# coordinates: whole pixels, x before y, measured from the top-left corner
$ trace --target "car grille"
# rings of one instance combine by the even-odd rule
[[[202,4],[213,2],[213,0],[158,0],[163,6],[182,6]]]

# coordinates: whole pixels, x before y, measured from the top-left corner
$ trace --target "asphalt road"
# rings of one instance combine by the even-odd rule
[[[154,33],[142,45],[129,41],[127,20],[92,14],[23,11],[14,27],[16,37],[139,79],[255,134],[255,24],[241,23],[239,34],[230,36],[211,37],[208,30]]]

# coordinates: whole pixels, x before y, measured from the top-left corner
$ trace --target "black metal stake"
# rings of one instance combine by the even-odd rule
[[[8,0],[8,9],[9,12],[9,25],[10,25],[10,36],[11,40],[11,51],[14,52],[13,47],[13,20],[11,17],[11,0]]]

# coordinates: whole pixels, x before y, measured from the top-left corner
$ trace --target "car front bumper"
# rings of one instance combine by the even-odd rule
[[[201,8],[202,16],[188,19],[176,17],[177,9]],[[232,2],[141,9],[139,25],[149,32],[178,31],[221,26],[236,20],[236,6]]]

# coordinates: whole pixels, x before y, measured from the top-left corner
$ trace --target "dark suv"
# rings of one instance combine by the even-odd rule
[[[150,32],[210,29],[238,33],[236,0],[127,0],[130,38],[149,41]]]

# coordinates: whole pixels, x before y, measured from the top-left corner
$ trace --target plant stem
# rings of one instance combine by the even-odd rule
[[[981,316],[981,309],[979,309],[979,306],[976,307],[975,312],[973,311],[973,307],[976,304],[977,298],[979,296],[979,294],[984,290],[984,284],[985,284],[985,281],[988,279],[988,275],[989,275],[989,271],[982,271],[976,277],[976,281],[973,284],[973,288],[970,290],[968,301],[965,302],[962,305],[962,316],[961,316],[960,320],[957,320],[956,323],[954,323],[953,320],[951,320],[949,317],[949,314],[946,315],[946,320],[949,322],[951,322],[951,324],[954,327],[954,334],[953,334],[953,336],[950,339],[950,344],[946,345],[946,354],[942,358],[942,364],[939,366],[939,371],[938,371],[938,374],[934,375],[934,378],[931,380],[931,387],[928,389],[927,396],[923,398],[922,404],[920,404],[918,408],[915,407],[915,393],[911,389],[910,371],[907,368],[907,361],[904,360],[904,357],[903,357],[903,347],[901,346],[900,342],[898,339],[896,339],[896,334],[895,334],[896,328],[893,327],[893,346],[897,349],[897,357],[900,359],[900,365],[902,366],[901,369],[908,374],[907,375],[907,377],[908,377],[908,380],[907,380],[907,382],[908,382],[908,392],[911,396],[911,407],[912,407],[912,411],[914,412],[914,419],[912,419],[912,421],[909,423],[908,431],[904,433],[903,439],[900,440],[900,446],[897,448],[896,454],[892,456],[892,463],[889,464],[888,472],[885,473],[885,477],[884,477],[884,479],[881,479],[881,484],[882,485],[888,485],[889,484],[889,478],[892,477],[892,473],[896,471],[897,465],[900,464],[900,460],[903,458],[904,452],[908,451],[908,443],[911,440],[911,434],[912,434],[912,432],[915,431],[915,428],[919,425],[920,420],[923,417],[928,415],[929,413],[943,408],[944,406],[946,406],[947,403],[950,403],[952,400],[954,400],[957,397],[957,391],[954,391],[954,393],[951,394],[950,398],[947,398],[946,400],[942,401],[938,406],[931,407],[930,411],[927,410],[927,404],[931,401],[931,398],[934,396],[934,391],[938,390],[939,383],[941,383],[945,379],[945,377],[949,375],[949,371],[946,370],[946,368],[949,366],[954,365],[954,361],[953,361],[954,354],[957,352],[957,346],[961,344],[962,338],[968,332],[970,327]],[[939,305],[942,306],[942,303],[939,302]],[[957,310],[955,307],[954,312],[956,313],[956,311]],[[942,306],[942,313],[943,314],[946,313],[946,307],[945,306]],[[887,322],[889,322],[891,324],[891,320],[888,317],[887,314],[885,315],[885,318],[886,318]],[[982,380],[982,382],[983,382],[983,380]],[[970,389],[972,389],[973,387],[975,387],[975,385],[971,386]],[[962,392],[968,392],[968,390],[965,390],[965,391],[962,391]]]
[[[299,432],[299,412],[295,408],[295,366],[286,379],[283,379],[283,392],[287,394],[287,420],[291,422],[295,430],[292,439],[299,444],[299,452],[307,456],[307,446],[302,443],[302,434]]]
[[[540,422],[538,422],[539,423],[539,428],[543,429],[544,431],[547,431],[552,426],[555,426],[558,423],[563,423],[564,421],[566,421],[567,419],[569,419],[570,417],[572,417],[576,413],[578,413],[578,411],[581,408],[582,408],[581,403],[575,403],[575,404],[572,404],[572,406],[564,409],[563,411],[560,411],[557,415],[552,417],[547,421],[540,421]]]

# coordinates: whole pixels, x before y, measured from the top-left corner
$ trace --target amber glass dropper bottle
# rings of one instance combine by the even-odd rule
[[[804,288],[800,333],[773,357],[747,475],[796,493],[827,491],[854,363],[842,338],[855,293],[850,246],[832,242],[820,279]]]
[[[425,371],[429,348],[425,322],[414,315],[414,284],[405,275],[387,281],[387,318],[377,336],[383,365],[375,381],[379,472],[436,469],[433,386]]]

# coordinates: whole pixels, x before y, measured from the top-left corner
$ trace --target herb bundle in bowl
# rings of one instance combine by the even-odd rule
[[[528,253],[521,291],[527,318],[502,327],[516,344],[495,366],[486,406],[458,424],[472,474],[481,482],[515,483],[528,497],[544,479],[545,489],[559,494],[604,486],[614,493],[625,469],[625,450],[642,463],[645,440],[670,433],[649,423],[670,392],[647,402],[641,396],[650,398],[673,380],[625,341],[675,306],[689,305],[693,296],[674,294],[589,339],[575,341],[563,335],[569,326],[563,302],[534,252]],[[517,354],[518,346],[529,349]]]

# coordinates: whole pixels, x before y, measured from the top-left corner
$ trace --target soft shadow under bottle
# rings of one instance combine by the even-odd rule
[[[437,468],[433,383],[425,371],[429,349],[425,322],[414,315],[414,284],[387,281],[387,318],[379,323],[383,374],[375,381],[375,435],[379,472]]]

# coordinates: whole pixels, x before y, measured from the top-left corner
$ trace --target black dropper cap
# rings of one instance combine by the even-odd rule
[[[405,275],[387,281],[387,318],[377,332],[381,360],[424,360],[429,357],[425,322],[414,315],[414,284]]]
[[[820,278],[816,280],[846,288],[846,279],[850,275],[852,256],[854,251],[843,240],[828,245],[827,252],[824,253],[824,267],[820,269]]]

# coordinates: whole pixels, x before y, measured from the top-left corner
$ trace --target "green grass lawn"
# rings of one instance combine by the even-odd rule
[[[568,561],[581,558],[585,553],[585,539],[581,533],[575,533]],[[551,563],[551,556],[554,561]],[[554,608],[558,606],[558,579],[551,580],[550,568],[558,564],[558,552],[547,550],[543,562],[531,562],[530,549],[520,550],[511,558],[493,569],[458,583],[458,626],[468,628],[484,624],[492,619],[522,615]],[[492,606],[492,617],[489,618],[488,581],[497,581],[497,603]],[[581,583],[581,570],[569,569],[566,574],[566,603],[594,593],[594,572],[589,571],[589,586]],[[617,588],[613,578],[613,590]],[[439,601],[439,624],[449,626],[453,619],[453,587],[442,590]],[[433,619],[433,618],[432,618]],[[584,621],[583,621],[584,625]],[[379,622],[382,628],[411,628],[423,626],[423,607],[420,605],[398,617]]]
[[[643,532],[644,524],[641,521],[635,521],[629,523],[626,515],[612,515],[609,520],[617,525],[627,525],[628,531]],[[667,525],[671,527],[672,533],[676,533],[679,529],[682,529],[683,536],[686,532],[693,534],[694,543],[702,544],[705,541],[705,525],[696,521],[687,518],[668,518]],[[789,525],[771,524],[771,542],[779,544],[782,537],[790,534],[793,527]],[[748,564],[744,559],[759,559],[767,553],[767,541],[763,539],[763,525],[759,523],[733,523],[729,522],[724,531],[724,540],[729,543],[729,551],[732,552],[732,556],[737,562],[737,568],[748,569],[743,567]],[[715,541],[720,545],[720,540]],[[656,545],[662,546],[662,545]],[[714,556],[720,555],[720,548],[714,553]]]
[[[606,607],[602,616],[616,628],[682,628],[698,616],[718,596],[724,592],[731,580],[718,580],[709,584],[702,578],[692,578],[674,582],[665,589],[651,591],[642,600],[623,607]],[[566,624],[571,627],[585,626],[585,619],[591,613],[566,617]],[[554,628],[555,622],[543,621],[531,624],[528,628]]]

■ ■ ■ ■ ■ ■ ■

### YOUR GOAL
Render the records as a Markdown table with columns Row and Text, putting a row number under Row and the line under Text. Begin at the first line of the records, stop after the line that contains "[[[150,32],[210,29],[238,33],[236,0],[127,0],[130,38],[149,41]]]", and leave out blank lines.

### OUTPUT BELOW
| Row | Text |
|---|---|
| 1 | # coordinates: whole pixels, x before y, measured from the top-left corner |
| 2 | $ trace --target "car grille" |
| 3 | # rings of one instance combine by the even-odd rule |
| 4 | [[[202,4],[213,2],[213,0],[158,0],[163,6],[182,6]]] |
| 5 | # coordinates: whole pixels, x before y, measured from the top-left corner |
| 6 | $ trace --target "asphalt road" |
| 7 | # rings of one instance combine by the even-odd rule |
| 8 | [[[154,33],[142,45],[129,41],[127,20],[92,14],[23,11],[14,27],[16,37],[139,79],[255,134],[255,24],[241,23],[239,34],[230,36],[211,37],[208,30]]] |
| 9 | # coordinates: whole pixels, x before y, measured from the top-left corner |
| 10 | $ trace --target "black metal stake" |
| 11 | # rings of one instance combine by the even-odd rule |
| 12 | [[[8,0],[8,9],[9,12],[9,25],[10,25],[10,36],[11,40],[11,51],[14,52],[13,47],[13,20],[11,17],[11,0]]] |
| 13 | # coordinates: whole pixels, x before y, measured from the top-left corner |
| 14 | $ trace --target "car front bumper" |
| 15 | # rings of one instance combine by the even-odd rule |
| 16 | [[[201,8],[202,16],[188,19],[176,17],[177,9]],[[232,2],[141,9],[139,25],[149,32],[178,31],[221,26],[236,20],[236,6]]] |
| 17 | # coordinates: whole pixels, x before y, measured from the top-left corner |
| 18 | $ trace --target "dark suv" |
| 19 | # rings of one instance combine by the even-odd rule |
| 20 | [[[150,32],[210,29],[238,33],[236,0],[127,0],[130,38],[149,41]]] |